• ЗАДАНИЕ
Проверьте, согласуются ли с отрывком три утверждения ниже. На каждое ответьте «да» или «нет» и приведите решающие слова отрывка дословно.
1. Рыжебородого расстреляли у всех на виду.
2. Тело провокатора оставили лежать в углу барака.
3. Рыжебородого расстреляли ночью в бараке.
====== ОТРЫВОК
На другой день немцы вывели рыжебородого на лагерную площадь и у всех на виду расстреляли.
Случай этот потряс всех. В чем дело? В чем был виновен рыжебородый? Кто его выдал? — недоумевали все.
Ночью в бараке, когда, казалось, все уже уснули, послышалась возня, шорох соломы, чей-то поспешный шепот и придушенный стон.
— Держи крепче…
— Садись на ноги…
— Глотку, глотку ему…
А потом кто-то из угла громко объявил:
— Товарищи, провокатор уничтожен. Собаке — собачья смерть.
Провокатора подтащили к воротам, уложив поперек прохода.
— А вы не бойтесь, товарищи, такая же доля постигнет каждого, кто попытается продавать своих, — раздался все тот же четкий и ясный голос.
============
====== ИСХОДНЫЕ ДАННЫЕ
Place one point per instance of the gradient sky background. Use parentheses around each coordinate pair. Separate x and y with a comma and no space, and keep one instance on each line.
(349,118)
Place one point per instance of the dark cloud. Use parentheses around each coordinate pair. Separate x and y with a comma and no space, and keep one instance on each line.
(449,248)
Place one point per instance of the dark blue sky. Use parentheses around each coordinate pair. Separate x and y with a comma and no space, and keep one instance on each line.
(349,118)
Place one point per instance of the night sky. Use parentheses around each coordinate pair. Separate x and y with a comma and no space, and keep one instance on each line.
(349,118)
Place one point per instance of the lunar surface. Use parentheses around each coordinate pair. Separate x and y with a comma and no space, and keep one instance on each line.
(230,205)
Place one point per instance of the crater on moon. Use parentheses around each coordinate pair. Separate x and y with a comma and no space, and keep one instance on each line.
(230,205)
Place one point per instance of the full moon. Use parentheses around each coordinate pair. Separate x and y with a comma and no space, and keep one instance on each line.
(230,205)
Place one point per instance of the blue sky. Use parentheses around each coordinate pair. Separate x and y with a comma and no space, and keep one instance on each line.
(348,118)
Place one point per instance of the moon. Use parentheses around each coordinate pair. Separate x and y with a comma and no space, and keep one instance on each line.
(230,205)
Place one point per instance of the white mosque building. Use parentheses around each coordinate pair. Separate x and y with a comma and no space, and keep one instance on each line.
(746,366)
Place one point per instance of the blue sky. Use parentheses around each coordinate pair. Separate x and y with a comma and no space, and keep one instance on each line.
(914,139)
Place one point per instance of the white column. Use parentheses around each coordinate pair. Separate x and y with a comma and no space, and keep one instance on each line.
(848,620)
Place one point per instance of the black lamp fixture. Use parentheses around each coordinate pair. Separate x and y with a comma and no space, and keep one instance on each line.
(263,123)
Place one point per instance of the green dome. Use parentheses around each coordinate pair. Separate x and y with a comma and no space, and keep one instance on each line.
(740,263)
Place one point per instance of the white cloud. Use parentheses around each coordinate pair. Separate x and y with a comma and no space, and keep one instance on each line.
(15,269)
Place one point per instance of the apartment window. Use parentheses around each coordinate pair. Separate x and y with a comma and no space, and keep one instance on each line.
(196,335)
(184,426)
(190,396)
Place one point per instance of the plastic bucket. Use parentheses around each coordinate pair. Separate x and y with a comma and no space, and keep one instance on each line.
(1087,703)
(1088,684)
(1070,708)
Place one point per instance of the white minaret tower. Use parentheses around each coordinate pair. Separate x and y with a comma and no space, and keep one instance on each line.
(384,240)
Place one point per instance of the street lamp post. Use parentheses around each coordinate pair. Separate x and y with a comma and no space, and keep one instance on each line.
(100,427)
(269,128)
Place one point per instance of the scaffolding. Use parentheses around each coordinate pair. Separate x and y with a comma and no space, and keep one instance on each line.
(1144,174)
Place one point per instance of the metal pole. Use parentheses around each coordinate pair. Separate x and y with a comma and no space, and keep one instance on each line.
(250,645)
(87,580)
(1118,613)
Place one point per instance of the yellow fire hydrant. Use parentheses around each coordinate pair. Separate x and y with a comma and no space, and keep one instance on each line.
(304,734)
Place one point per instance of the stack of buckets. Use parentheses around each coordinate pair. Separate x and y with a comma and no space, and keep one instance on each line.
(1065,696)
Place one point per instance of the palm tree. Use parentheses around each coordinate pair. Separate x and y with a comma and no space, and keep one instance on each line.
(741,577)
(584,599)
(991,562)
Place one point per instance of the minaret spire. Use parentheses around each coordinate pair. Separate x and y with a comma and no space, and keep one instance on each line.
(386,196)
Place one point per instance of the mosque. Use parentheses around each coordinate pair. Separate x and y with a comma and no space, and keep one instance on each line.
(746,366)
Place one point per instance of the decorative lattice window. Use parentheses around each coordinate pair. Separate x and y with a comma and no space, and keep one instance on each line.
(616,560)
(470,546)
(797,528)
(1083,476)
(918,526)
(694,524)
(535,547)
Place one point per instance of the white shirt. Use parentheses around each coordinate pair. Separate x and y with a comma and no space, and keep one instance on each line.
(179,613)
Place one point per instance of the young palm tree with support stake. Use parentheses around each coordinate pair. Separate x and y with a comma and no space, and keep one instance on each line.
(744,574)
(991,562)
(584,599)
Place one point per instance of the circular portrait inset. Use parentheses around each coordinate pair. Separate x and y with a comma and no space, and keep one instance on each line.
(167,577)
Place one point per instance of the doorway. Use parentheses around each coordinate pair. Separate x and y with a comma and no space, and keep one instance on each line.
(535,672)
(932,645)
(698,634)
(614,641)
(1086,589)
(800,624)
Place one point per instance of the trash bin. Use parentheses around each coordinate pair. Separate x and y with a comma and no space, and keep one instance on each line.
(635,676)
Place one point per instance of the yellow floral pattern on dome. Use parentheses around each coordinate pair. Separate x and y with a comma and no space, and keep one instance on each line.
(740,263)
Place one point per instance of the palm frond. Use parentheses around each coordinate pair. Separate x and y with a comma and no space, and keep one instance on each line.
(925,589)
============
• ГОТОВЫЙ ОТВЕТ
1. Да: «у всех на виду расстреляли».
2. Нет: «Провокатора подтащили к воротам, уложив поперек прохода».
3. Нет: «вывели рыжебородого на лагерную площадь».